>> begin

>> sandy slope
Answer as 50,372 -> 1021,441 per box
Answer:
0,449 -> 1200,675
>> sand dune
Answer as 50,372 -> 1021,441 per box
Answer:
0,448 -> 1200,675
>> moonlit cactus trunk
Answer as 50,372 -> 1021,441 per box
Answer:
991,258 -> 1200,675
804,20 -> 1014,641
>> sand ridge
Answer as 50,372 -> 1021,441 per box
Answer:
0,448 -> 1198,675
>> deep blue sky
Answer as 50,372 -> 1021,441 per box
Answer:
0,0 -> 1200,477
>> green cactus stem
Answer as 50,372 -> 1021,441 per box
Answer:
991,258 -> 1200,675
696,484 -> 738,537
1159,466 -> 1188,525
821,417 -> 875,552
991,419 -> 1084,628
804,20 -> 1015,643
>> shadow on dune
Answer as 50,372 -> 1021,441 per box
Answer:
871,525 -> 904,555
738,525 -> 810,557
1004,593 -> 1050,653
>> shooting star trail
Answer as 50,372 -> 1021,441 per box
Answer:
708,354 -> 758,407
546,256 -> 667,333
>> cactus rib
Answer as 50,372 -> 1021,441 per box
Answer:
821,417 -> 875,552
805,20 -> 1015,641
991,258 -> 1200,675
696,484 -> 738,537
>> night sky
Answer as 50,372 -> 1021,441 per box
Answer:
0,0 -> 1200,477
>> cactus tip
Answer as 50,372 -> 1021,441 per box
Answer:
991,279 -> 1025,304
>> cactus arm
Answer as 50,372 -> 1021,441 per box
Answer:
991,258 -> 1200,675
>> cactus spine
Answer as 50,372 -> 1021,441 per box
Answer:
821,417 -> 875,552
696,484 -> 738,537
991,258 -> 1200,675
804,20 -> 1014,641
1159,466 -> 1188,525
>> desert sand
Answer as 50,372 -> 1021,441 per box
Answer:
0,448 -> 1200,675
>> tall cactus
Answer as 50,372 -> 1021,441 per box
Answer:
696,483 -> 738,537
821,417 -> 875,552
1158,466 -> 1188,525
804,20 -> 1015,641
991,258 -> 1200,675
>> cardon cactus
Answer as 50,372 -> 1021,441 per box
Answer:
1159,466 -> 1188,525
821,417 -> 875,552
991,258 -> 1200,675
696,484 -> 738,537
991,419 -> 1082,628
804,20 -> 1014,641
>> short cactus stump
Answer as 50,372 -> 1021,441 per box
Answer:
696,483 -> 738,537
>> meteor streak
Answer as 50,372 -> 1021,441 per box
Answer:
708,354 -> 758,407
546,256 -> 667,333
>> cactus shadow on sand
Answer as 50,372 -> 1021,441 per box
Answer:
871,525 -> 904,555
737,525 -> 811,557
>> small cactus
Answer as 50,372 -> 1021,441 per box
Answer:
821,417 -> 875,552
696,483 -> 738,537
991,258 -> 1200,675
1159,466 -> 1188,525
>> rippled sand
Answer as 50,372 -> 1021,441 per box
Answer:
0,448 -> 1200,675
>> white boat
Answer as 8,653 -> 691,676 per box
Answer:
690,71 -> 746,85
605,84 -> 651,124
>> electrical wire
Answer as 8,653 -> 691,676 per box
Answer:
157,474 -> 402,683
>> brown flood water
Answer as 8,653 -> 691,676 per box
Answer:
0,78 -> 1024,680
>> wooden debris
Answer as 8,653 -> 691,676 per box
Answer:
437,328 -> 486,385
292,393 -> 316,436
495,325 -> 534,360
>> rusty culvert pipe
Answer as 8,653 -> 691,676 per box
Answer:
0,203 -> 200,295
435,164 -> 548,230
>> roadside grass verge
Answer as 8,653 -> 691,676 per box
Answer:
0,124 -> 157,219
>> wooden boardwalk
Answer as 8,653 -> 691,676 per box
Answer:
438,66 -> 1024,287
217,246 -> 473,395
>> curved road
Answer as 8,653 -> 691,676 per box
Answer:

>> end

### TASK TO COMPLETE
Reproduce everything from the very start of the listing down to and including the line containing "0,448 -> 1198,675", with every character kept as is.

### WORKED SOLUTION
>> sandy slope
Answer as 50,372 -> 1021,441 per box
Answer:
0,449 -> 1200,675
>> sand dune
Answer as 50,372 -> 1021,441 per box
Answer:
0,448 -> 1200,675
>> moonlit cactus trunk
Answer as 50,372 -> 1021,441 per box
Answer:
991,258 -> 1200,675
804,20 -> 1014,641
>> sand ridge
Answer as 50,372 -> 1021,441 per box
Answer:
0,448 -> 1198,675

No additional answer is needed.